▶ Extract provided:

-=-=-

3. From where do you know your misery?
From the Law of God.[1]

[1]Rom. 3:20; *Rom. 7:7.

4. What does the Law of God require of us?
Christ teaches us in sum, Mt. 22: “Thou shalt love the Lord thy God with all thy heart, and with all thy soul, and with all thy mind, and with all thy strength. This is the first and great commandment. And the second is like unto it, Thou shalt love thy neighbour as thyself. On these two commandments hang all the law and the prophets.”[1]

[1]Lk. 10:27. *Deut. 6:5. *Gal. 5:14.

5. Can you keep all this perfectly?
No,[1] for I am prone by nature to hate God and my neighbour.[2]

[1]Rom. 3:10-12, 23; I Jn. 1:8, 10. [2]Rom. 8:7; Eph. 2:3.

I was preaching on the Ten Commandments, and outlining, by way of introduction, that the primary use of the Law is to make us realise that we fall short of God’s righteous standards, and are thus all guilty sinners before God. In the course of the message I asked if anyone in the congregation had broken the Ten Commandments? How many had sinned that day? There was, as usual, no response whatsoever from the congregation. I then told them that I had sinned, that I couldn’t keep the Ten Commandments. There was an audible gasp! An elderly lady in the church was sitting with her hand over her mouth and her eyes wide open in amazement. The pastor had just publicly confessed to sin! The scandal!

But we are ALL sinners, and we must admit to our sin, before we will admit that we need a Saviour.

Sin makes us miserable, but that’s no excuse for ignoring it. There are plenty of modern preachers, word-faith heretics, self-esteem gurus and seeker-sensitive pastors who ignore sin, and they do so to the eternal detriment of the souls of those who hear their miserable, ‘life-affirming’ advice-ridden sermons. The instructor in the catechism takes the right direction, and rightly confronts us with our sin, so that having accepted our true nature, we can then be comforted with the gospel. He doesn’t dwell overmuch on the topic. Just three Lord’s Days are enough to convince us that we are sinners who need a Saviour, and cause us to flee away to Christ for forgiveness.

So what does our catechetical instructor tell us in Lord’s Day 2?
He tells us how we discover our misery. He points us to the law of God, which is the standard that God requires of all those who would be in fellowship with Him, and immediately we realise that God’s standard is too high for us. So the first use of the law is to be a schoolmaster to us, to teach us our true condition, to reveal our own depravity to us. The law drives us to despair, for no matter how hard we try we cannot keep it. It illustrates the holiness of God and the sinfulness of man. When we realise this, we can begin to sorrow over our sin, repent and and trust Christ for forgiveness. Paul: Galatians 3:23-29 Now before faith came, we were held captive under the law, imprisoned until the coming faith would be revealed. So then, the law was our guardian until Christ came, in order that we might be justified by faith. But now that faith has come, we are no longer under a guardian, for in Christ Jesus you are all sons of God, through faith. For as many of you as were baptised into Christ have put on Christ. There is neither Jew nor Greek, there is neither slave nor free, there is neither male nor female, for you are all one in Christ Jesus. And if you are Christ’s, then you are Abraham’s offspring, heirs according to promise.

-=-=-

▶ Entries:
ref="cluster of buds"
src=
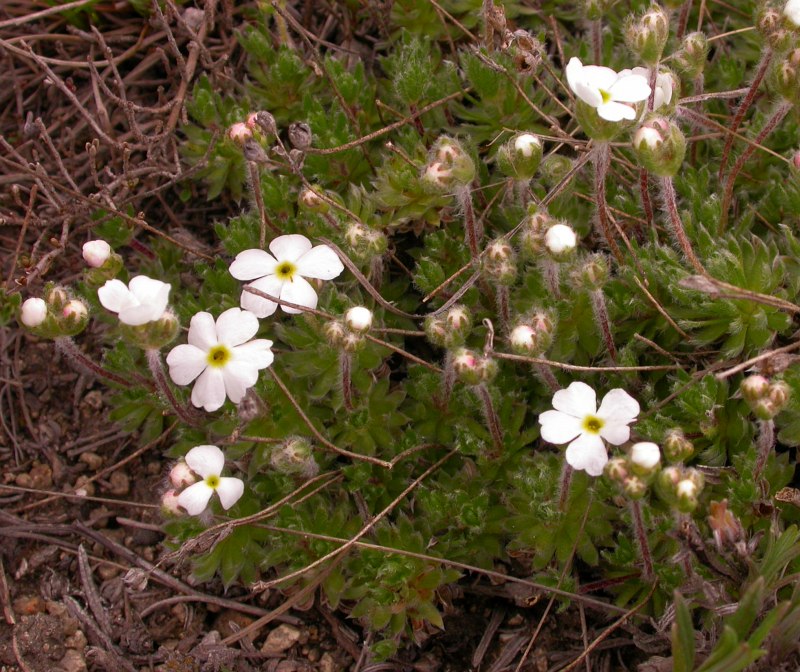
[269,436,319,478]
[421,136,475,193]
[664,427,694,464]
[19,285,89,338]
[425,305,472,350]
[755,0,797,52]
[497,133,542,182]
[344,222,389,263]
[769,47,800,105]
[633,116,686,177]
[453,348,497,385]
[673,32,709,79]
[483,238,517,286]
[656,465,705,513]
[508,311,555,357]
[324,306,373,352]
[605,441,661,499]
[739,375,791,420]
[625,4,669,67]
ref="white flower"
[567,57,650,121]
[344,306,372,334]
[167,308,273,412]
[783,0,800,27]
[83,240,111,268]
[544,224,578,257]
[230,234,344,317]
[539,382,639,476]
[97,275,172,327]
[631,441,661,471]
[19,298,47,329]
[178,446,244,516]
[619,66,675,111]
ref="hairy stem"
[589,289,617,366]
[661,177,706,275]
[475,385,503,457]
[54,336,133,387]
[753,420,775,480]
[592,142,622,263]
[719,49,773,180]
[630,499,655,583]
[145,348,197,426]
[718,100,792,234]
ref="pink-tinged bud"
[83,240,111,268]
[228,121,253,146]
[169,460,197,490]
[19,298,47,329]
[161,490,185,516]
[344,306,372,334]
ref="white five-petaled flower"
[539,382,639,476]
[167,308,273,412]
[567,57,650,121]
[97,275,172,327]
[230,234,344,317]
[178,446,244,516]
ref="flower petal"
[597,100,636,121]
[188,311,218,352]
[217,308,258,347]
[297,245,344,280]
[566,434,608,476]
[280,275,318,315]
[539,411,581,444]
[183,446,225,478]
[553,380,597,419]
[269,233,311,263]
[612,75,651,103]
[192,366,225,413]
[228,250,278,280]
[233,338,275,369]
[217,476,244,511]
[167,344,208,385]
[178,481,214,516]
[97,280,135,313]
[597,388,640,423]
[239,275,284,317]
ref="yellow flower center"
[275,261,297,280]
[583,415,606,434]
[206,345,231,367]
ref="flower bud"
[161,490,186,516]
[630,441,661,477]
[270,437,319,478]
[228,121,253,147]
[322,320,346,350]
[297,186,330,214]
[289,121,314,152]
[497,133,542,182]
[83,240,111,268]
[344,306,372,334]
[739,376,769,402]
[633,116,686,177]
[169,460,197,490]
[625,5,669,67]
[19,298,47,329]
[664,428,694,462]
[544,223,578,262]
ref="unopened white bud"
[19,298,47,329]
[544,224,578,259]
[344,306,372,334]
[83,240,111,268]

-=-=-

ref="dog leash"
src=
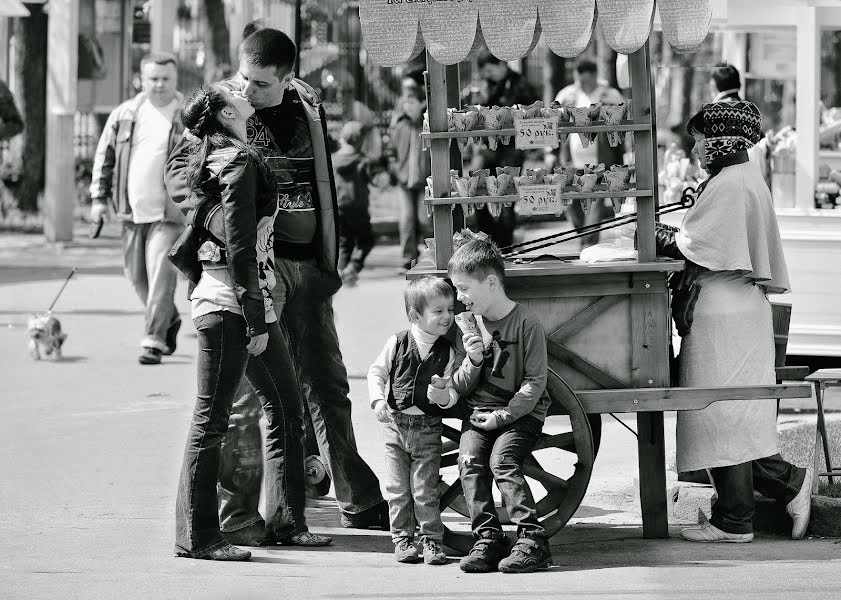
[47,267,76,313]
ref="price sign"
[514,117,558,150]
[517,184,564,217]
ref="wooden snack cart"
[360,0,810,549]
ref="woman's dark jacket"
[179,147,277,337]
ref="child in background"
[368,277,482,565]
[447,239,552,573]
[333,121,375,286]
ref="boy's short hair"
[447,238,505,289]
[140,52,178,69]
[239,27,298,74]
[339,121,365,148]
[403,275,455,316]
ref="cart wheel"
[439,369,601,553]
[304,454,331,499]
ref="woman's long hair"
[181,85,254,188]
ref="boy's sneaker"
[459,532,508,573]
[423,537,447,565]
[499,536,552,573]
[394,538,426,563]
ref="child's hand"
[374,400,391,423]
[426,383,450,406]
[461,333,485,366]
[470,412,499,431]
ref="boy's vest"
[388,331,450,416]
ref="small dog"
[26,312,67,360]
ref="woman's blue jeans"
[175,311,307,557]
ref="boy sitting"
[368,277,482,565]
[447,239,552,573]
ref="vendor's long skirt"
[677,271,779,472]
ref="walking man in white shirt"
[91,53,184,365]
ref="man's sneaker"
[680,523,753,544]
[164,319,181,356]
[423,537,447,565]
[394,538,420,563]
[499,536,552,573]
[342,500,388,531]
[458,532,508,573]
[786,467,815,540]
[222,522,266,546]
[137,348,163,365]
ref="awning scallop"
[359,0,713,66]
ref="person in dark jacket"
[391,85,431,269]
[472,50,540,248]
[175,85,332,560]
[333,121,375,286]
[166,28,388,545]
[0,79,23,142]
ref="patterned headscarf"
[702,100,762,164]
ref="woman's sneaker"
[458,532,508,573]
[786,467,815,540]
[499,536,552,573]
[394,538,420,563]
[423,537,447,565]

-=-=-

▶ Goal:
Answer these questions from the catechism text above:
1. According to the answer to question 3, where do you learn of your misery?
2. How did the elderly lady in the church react when the preacher said he had sinned?
3. How many Lord's Days does the catechism's instructor take to convince us that we are sinners who need a Saviour?

▶ Response:
1. From the Law of God.
2. She sat with her hand over her mouth and her eyes wide open in amazement.
3. Three.